### [TASK OBJECTIVE]
Report every line below that holds the word "irrigation".

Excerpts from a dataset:

=== Section Start ===

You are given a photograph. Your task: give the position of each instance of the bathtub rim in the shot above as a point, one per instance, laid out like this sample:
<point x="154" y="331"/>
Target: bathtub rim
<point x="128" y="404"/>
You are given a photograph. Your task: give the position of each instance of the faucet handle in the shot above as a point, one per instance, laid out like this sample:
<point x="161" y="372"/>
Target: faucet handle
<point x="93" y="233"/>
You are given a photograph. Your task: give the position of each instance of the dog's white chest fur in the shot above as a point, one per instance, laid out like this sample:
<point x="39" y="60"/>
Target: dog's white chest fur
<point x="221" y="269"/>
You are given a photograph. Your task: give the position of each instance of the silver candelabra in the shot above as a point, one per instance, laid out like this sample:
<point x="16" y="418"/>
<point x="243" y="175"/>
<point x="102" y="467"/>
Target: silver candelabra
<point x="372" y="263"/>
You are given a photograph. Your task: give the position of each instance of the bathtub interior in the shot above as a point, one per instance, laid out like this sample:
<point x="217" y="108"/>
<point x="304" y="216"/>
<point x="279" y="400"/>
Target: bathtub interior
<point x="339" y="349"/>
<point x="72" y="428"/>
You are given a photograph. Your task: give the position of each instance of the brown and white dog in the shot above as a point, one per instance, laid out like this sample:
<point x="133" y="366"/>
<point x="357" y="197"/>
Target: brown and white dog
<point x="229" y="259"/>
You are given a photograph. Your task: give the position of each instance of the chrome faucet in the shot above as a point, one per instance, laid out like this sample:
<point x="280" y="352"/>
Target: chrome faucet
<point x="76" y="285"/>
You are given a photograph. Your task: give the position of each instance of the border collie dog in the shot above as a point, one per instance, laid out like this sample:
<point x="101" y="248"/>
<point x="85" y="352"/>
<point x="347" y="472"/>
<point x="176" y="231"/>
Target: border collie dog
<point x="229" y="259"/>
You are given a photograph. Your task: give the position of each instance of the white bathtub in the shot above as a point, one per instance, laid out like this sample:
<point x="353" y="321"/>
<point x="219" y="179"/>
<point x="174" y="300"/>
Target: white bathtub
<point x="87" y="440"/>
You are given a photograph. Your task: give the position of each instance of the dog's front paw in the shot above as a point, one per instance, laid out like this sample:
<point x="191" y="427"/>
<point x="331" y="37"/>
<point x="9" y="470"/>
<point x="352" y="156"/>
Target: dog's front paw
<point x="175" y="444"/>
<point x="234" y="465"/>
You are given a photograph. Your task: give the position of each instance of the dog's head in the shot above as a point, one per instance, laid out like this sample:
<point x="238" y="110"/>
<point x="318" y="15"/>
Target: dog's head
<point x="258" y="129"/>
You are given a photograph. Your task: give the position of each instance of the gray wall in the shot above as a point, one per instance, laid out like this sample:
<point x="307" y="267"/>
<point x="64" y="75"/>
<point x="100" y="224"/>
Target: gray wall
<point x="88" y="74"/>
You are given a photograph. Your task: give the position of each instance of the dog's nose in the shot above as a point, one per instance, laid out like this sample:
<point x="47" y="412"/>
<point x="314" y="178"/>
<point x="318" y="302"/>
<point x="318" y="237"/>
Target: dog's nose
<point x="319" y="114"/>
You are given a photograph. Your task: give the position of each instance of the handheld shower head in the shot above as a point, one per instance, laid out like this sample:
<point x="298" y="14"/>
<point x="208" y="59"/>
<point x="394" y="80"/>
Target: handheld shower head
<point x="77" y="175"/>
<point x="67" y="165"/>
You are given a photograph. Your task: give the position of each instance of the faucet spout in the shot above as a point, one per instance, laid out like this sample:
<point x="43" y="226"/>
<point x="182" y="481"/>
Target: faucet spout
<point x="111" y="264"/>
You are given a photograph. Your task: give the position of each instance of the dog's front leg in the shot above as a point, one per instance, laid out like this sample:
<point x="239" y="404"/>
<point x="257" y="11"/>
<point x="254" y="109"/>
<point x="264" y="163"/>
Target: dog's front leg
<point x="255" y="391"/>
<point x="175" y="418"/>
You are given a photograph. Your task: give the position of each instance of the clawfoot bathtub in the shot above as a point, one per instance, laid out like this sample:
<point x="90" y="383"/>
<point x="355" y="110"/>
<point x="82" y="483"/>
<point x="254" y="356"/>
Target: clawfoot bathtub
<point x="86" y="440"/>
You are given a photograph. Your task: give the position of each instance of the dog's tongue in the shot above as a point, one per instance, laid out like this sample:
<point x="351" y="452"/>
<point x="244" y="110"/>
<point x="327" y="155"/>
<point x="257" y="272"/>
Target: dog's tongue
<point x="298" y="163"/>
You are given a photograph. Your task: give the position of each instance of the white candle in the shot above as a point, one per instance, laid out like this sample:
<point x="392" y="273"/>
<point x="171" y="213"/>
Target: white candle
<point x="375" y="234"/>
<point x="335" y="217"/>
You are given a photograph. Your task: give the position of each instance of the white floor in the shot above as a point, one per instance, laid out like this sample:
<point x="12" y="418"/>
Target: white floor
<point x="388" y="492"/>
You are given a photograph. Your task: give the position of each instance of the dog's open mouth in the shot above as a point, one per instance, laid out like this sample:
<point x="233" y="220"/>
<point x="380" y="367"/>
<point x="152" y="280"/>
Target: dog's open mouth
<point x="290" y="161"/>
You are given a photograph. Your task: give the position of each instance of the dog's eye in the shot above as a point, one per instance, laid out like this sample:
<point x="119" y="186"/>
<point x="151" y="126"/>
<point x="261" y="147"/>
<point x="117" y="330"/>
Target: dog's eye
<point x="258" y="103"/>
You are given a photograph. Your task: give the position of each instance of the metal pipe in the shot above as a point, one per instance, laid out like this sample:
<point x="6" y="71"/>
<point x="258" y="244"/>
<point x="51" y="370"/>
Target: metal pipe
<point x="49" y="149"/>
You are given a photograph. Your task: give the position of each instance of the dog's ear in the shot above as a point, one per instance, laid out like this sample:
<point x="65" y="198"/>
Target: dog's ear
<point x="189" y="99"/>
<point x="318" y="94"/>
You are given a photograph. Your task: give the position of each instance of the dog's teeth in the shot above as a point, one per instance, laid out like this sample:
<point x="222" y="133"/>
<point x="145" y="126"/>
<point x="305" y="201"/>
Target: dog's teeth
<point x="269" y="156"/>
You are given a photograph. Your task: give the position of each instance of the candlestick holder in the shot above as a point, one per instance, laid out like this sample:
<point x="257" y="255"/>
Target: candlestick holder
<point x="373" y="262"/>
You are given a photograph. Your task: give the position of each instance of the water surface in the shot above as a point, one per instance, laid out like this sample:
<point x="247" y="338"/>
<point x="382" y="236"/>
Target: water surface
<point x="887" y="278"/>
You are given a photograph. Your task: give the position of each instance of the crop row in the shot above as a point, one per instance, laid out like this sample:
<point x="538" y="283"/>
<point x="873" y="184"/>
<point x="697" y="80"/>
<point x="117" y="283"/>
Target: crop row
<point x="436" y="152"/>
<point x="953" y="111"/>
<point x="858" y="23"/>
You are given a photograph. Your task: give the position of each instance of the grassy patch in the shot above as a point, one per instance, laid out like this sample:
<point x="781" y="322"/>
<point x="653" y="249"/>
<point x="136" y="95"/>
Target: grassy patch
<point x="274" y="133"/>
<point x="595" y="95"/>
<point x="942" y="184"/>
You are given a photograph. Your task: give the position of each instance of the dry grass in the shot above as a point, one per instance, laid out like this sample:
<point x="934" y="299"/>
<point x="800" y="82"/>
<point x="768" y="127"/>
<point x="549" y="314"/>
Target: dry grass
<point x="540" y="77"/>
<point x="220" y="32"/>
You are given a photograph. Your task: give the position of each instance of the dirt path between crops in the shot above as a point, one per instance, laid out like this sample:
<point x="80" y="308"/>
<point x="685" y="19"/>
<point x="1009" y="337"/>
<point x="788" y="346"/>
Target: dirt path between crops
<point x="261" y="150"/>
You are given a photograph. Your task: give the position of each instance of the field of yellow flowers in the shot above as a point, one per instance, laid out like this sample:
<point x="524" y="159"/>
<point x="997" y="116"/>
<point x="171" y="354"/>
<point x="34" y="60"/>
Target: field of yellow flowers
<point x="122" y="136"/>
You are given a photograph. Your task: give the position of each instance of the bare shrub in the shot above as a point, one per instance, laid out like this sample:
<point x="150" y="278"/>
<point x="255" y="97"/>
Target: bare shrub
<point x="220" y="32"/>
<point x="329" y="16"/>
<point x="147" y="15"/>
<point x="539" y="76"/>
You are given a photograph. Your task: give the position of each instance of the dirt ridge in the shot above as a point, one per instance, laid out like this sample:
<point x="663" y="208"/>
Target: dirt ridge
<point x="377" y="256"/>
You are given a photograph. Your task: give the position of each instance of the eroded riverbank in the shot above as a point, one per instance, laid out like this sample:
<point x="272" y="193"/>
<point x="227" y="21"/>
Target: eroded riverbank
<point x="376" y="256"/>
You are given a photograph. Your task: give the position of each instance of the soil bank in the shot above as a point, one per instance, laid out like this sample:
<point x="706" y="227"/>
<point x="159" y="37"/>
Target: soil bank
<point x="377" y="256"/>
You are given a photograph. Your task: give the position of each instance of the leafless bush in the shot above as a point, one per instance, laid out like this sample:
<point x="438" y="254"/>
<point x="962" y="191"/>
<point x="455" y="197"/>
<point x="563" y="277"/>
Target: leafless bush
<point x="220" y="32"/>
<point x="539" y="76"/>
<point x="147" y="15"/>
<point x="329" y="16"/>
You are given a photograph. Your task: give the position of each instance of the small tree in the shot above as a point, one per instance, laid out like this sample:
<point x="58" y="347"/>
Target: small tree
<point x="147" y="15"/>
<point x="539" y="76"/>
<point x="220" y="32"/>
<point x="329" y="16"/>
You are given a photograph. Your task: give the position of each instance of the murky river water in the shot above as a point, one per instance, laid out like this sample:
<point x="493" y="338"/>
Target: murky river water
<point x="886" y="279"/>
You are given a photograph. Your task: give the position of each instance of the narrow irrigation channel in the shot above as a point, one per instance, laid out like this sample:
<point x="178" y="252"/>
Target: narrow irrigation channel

=== Section End ===

### [ANSWER BELOW]
You are given a photograph. Your task: give the position of each instance of the narrow irrigation channel in the shot above as a point, one per instance, laid out like this sample:
Target: narrow irrigation channel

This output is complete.